*Supplied text:*
● ● ● ● ● ● ●

See a list of candidates, proposed amendments and sample ballots at timesfreepress.com/voterguide2014.
NASHVILLE - The most hard-fought of four constitutional amendments on the Tennessee ballot Tuesday pits two red state values against each other: disapproval of abortion and dislike of big government. And a new poll released Wednesday found the outcome is too close to call.
In essence, Amendment 1 would give the state Legislature more power to regulate abortions. A Vanderbilt University poll of registered voters taken in May found 71 percent of respondents opposed to that idea.
But while Tennesseans may not like the idea of giving politicians more power over their lives, many also oppose abortion.
In a different question in the Vanderbilt poll, 39 percent of respondents said they were "definitely pro-life," while only 25 percent labeled themselves as "definitely pro-choice."
A new poll by Middle Tennessee State University found 39 percent of registered voters supported the proposed amendment while 32 percent opposed it. However, another 15 percent of registered voters polled were undecided, enough to swing the vote either way. Another 14 percent either did not plan to vote on the amendment or declined to answer the question. The poll had a margin of error of plus or minus 4 percentage points.
"I'm going to be on the edge of my seat," said MTSU poll Director Kenneth Blake.
Abortion opponents hope Tennesseans will see the amendment not as favoring politicians, but as favoring the voters who elect them. A television advertisement for the "Yes on 1" campaign shows people walking near the Tennessee Supreme Court building with duct tape over their mouths. Voters were silenced, a narrator says, by a Supreme Court decision in 2000.
That decision struck down three Tennessee laws restricting access to abortions. The justices ruled that abortion is part of a woman's fundamental right to privacy as guaranteed in the Tennessee Constitution.
"Amendment 1 will restore the voice of Tennesseans to protect women and the unborn," a narrator says.

● ● ● ● ● ● ●

Records in a dataset:
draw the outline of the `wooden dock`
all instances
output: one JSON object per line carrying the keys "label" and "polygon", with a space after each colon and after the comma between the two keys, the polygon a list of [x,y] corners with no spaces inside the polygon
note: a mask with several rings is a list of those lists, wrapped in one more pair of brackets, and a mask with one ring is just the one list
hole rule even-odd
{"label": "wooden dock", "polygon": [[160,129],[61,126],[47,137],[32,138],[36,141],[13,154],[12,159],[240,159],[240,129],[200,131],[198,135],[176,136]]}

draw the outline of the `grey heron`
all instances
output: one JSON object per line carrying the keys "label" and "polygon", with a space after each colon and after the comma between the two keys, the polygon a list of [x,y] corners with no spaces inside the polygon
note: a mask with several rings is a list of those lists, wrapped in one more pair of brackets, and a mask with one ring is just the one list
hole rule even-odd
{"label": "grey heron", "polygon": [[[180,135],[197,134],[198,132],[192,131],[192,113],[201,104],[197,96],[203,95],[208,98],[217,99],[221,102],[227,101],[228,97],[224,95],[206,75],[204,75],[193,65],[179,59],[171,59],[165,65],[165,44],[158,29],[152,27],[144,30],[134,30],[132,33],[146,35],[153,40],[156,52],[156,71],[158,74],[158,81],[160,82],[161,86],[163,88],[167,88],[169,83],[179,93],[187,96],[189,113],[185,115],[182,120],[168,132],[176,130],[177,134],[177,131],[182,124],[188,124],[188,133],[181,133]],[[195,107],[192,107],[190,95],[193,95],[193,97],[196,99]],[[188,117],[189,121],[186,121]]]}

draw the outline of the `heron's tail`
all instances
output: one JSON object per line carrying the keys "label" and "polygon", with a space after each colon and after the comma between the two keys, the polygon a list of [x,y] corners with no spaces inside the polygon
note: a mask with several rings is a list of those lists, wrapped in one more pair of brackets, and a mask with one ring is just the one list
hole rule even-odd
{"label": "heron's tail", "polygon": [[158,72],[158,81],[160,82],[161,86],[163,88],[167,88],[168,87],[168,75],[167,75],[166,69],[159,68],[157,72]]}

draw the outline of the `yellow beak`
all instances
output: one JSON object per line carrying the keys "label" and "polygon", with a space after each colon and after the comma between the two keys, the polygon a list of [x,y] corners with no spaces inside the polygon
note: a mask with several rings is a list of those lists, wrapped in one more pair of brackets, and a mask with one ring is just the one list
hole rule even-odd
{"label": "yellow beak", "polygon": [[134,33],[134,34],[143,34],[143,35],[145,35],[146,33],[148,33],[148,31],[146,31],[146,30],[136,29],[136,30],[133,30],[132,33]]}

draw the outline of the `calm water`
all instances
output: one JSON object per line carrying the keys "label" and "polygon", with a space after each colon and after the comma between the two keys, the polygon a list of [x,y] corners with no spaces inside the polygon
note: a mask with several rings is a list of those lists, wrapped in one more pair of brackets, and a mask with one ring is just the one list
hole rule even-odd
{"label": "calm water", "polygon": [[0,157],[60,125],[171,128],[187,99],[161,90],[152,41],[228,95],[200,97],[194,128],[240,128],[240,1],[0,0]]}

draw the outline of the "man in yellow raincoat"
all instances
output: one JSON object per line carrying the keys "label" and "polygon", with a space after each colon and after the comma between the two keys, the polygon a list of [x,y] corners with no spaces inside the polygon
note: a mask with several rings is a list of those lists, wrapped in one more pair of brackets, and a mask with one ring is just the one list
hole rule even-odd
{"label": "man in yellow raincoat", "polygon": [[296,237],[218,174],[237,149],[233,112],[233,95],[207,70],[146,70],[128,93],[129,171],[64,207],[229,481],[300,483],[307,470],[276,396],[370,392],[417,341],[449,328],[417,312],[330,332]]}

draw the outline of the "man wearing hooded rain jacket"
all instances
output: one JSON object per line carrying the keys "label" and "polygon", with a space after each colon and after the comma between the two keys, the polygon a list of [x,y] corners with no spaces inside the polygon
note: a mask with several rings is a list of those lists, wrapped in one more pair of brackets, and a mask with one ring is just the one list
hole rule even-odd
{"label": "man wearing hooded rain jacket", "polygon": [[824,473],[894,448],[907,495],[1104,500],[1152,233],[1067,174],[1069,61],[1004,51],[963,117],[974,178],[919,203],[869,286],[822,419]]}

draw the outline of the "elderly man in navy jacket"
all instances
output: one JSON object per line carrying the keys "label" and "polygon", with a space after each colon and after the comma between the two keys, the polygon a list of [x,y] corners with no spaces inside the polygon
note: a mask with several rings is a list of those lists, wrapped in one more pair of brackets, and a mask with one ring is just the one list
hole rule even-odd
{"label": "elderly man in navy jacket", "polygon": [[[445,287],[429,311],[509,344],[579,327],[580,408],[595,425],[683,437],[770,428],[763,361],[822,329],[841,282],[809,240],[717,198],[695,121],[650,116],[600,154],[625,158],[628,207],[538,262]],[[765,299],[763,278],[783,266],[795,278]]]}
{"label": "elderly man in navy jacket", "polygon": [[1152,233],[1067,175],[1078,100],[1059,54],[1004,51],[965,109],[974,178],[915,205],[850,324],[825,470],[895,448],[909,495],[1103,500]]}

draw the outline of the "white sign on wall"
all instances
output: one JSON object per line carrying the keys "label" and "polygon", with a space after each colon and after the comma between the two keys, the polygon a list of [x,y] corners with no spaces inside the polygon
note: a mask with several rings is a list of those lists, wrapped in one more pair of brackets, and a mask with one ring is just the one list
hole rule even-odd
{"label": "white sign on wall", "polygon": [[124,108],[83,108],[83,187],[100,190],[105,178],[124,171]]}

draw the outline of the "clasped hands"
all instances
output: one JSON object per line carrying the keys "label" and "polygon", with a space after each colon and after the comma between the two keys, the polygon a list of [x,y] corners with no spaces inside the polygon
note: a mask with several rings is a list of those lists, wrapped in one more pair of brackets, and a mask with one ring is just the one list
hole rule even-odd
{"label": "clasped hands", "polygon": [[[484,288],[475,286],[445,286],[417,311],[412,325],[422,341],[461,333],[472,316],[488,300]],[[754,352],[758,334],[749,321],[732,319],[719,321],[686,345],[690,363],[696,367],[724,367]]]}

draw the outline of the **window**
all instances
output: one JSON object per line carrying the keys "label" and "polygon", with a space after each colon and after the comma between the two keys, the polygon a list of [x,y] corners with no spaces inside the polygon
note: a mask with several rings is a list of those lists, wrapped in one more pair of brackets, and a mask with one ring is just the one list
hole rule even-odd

● ● ● ● ● ● ●

*Task brief:* In the article on Tennessee's Amendment 1, what share of registered voters does the Middle Tennessee State University poll give for each group of respondents?

*Output:*
- 39 percent supported the proposed amendment.
- 32 percent opposed it.
- 15 percent were undecided.
- 14 percent either did not plan to vote on the amendment or declined to answer the question.